** Text block **
###
My body is not reacting well to the food here.  I am constantly in pain and constantly in the bathroom.  I try to eat as bland of a diet as possible, but there are only limited amounts of bland food here where chile peppers are as common in a market as any other food.

But God is good and he is teaching me a lot through this experience.  He is showing me that HIS power is ALL that matters!!! Last night was really bad. i was sick at midnight and while i tried to sleep my stomach decided to perform a contortionist routine, i finally fell asleep around 1:30 am.  I awoke at 8 to pain, a severe need of the bathroom, and the severe desire not to do anything today.  But i had promised the kids that i would go play basketball with them.  I prayed and asked God to give me the strength to be able to go with them, and after almost an entire morning in the bathroom, when they came to get me, i felt well enough to go! God showered his grace on me and allowed me to be away from home for almost 3 hours without feeling sick!!!! When i wanted to use the bathroom before we left the place, there was no toilet paper, therefore i had to wait until we got back to my house. But God was good :)

At first last night i felt humiliated by what was happening in my body.  I was angry at God and asked, "did you just bring me here to be in the bathroom???" But i am realizing that this is all just a part of the journey.  No one said this was going to be easy!!! And while yes, it does suck, God is helping me get through it.

Every day, every hour, is a battle for me.  A battle with my stomach, and a struggle for strength to push through whatever pain i am in.  But i take heart in this:

GOD IS OUR REFUGE AND OUR STRENGTH, AN EVER-PRESENT HELP IN TROUBLE.
###
** Activity 1 **
Answer these about the journal entry:
(a) What is as common in a market as any other food?
(b) Around what time did the writer finally fall asleep?
(c) How did the writer feel at first last night about what was happening in their body?
** Activity 2 **
Revise the journal entry, please: write out everything from "At first last" down to "HELP IN TROUBLE.", with "journey" changed to "adventure".
The items come from a separate source.
###
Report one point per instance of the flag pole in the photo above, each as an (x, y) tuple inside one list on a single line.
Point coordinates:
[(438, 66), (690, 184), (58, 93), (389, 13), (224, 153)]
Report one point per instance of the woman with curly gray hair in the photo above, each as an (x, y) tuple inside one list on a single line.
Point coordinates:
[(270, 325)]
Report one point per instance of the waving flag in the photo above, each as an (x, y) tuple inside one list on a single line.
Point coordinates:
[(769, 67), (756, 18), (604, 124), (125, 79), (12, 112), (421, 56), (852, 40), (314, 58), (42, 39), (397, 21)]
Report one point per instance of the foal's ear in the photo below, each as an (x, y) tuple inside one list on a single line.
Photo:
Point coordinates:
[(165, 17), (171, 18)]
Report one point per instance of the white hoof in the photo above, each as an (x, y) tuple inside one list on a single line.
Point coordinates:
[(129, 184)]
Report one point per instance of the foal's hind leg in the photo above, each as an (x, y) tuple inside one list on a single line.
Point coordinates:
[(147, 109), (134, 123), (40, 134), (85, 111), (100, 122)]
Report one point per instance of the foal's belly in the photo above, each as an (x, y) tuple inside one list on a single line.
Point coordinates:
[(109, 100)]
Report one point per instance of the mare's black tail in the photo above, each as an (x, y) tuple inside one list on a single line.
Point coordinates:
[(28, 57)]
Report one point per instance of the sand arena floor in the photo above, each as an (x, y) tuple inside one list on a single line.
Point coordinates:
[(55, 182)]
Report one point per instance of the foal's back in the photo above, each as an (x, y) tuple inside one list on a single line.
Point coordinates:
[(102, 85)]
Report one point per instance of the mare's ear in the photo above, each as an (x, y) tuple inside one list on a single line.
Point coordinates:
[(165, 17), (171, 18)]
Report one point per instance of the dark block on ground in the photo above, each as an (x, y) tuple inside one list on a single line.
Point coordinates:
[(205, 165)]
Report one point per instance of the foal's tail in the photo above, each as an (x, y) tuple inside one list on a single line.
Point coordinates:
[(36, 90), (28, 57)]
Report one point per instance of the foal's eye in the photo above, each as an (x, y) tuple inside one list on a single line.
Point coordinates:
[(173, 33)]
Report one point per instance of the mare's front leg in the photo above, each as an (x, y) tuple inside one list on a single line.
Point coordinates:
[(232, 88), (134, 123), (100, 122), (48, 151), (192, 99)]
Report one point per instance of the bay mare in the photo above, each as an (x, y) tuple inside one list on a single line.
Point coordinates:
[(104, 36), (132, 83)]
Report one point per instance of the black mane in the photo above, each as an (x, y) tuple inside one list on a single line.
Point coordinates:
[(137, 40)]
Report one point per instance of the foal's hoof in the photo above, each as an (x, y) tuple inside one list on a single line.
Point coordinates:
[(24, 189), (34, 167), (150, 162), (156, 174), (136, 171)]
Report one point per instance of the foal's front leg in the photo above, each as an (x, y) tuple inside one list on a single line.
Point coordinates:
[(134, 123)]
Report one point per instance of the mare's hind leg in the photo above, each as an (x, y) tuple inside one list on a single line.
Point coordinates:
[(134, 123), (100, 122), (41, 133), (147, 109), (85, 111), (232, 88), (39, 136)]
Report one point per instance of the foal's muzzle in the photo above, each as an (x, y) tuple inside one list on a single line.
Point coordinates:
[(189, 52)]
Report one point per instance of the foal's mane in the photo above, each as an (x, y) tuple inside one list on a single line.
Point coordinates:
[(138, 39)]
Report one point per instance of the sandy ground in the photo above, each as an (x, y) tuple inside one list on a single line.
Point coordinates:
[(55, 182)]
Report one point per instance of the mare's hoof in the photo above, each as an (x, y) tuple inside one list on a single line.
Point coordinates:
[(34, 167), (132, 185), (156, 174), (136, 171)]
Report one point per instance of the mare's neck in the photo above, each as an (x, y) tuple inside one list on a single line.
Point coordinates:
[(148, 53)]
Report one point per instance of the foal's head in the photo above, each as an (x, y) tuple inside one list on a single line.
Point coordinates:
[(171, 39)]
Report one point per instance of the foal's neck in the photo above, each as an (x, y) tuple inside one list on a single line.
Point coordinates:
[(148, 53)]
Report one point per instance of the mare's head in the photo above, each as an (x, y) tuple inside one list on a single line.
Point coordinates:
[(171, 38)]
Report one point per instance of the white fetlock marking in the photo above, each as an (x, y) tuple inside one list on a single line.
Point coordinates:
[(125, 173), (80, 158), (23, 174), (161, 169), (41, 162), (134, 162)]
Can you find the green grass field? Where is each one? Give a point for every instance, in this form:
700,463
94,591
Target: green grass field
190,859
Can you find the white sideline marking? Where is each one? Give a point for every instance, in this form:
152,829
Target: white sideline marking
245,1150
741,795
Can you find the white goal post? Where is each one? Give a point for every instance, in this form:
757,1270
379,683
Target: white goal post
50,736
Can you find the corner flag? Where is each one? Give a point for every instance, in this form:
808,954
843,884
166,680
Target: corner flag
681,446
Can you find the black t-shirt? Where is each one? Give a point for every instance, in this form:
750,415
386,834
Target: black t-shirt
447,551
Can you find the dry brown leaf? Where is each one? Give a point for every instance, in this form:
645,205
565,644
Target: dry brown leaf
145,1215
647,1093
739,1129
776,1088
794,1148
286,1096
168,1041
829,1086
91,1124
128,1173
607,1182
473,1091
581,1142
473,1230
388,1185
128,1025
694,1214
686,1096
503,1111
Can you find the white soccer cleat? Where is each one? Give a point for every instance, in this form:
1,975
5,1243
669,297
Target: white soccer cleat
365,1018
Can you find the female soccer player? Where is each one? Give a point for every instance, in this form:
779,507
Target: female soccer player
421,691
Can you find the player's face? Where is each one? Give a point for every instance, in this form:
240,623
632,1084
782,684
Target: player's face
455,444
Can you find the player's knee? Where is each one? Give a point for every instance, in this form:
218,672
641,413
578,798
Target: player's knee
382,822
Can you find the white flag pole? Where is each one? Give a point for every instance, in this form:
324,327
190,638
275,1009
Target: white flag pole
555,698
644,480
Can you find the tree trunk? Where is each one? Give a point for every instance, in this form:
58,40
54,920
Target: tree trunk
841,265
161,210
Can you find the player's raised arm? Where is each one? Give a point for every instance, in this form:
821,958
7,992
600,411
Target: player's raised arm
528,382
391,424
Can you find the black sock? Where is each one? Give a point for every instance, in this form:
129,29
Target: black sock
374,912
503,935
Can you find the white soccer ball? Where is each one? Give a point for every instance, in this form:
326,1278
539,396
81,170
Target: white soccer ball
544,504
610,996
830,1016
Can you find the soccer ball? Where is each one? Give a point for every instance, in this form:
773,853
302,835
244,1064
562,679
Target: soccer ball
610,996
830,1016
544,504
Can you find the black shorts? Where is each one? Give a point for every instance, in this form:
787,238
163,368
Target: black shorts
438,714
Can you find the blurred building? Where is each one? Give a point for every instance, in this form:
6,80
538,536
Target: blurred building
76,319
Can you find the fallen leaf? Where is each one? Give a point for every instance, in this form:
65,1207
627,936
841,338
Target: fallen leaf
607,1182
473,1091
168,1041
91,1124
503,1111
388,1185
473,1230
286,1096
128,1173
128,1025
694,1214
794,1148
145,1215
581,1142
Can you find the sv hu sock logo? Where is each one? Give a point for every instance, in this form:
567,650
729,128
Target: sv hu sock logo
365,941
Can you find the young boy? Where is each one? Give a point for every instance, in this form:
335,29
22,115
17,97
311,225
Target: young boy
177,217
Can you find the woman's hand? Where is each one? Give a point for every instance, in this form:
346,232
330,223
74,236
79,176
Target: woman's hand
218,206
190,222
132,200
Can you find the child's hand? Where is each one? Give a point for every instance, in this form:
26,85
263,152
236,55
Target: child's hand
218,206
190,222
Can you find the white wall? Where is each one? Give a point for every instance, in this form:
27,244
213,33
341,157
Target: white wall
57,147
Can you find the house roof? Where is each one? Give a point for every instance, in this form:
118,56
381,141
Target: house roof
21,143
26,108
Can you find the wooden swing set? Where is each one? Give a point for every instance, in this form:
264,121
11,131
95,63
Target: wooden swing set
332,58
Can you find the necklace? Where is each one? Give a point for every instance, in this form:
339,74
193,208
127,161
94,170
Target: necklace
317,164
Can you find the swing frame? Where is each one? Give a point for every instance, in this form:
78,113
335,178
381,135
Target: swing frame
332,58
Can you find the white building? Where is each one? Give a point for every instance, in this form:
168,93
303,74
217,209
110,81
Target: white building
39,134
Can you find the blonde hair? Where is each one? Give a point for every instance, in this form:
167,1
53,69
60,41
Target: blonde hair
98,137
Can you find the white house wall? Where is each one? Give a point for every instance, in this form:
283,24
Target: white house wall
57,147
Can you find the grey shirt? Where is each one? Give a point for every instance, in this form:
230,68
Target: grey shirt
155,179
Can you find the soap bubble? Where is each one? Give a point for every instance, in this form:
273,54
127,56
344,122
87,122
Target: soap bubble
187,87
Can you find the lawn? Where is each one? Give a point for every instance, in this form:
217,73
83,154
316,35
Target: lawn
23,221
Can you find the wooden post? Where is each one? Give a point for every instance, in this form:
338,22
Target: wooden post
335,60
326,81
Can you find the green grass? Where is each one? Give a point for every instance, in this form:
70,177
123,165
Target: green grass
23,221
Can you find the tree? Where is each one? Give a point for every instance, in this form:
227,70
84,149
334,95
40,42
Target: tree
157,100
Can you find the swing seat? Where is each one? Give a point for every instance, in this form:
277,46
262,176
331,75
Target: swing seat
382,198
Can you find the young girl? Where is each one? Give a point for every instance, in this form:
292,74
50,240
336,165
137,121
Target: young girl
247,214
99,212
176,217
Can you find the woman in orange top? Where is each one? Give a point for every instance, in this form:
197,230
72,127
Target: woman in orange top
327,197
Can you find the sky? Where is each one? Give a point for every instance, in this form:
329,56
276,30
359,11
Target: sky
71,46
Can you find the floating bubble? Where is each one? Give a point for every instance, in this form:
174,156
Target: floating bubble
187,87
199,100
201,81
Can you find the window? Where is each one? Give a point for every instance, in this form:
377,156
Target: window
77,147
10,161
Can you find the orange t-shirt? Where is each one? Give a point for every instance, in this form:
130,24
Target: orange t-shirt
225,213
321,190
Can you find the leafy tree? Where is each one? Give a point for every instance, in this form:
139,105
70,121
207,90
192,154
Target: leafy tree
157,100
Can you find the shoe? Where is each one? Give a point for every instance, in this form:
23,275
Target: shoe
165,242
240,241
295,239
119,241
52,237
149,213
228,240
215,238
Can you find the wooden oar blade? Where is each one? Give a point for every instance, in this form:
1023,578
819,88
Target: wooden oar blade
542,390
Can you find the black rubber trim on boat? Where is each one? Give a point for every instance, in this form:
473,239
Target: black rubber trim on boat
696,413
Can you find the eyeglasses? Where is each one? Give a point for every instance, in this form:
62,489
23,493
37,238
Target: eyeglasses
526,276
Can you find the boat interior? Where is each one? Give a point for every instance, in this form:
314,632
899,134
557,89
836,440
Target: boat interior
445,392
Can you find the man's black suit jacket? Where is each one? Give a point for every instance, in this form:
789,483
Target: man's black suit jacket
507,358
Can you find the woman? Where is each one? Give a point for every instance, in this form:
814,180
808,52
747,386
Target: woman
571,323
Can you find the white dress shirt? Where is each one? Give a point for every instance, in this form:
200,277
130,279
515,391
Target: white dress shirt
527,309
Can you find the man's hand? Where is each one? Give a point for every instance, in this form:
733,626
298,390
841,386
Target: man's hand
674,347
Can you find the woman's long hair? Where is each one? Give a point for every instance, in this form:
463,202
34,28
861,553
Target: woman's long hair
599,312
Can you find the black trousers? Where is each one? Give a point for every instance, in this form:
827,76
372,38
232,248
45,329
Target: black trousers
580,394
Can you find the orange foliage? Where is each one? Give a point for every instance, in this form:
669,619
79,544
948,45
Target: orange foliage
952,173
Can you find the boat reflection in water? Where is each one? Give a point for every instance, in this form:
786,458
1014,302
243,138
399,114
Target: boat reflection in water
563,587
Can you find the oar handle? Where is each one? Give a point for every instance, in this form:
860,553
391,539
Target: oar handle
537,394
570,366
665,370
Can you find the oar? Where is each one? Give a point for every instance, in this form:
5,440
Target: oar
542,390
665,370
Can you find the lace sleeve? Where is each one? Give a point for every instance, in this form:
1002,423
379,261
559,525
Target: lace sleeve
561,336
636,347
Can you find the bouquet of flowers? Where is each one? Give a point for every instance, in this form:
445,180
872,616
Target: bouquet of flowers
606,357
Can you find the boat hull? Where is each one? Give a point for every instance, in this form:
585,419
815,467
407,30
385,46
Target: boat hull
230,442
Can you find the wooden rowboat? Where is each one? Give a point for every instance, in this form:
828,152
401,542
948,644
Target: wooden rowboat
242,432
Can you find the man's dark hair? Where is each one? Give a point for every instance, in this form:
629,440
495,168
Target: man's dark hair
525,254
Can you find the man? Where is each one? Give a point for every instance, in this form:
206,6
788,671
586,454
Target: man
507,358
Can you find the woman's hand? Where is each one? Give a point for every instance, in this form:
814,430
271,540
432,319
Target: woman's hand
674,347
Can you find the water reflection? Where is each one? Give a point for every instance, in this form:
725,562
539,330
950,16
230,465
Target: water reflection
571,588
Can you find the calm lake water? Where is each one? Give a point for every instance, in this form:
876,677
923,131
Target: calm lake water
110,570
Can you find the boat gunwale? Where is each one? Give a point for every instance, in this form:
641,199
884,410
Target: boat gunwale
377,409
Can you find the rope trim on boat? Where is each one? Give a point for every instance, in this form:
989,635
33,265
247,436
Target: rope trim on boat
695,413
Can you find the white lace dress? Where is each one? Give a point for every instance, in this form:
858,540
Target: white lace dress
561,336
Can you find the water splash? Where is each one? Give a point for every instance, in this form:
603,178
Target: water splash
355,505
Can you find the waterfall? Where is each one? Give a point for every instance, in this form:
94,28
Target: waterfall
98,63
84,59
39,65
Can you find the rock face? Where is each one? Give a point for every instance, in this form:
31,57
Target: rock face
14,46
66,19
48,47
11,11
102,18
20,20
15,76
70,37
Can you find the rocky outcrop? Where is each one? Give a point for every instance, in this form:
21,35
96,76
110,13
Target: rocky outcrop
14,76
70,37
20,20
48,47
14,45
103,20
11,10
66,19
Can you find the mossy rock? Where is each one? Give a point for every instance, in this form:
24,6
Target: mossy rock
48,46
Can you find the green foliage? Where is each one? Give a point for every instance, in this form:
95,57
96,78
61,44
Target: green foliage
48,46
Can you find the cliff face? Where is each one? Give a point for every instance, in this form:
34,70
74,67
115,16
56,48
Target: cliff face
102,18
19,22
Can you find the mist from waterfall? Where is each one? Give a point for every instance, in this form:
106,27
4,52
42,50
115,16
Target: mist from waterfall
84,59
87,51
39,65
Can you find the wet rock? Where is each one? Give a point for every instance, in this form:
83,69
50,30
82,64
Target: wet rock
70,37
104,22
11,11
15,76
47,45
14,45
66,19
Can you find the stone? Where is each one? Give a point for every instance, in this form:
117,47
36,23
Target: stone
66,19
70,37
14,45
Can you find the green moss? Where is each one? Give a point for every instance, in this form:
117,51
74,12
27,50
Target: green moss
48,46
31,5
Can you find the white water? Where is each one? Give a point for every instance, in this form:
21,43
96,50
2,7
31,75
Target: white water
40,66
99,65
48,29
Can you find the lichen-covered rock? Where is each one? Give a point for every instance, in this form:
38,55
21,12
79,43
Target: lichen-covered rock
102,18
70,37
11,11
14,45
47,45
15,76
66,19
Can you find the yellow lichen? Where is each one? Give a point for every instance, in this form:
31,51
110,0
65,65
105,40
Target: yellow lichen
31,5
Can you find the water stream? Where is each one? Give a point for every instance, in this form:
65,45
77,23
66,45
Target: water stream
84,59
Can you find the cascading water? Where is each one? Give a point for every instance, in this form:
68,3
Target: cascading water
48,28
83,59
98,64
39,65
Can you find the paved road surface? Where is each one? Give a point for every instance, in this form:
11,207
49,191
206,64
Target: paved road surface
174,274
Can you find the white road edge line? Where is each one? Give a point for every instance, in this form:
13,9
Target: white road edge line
###
** Written answer 1 **
(a) Chile peppers
(b) Around 1:30 am
(c) Humiliated

** Written answer 2 **
At first last night i felt humiliated by what was happening in my body.  I was angry at God and asked, "did you just bring me here to be in the bathroom???" But i am realizing that this is all just a part of the adventure.  No one said this was going to be easy!!! And while yes, it does suck, God is helping me get through it.

Every day, every hour, is a battle for me.  A battle with my stomach, and a struggle for strength to push through whatever pain i am in.  But i take heart in this:

GOD IS OUR REFUGE AND OUR STRENGTH, AN EVER-PRESENT HELP IN TROUBLE.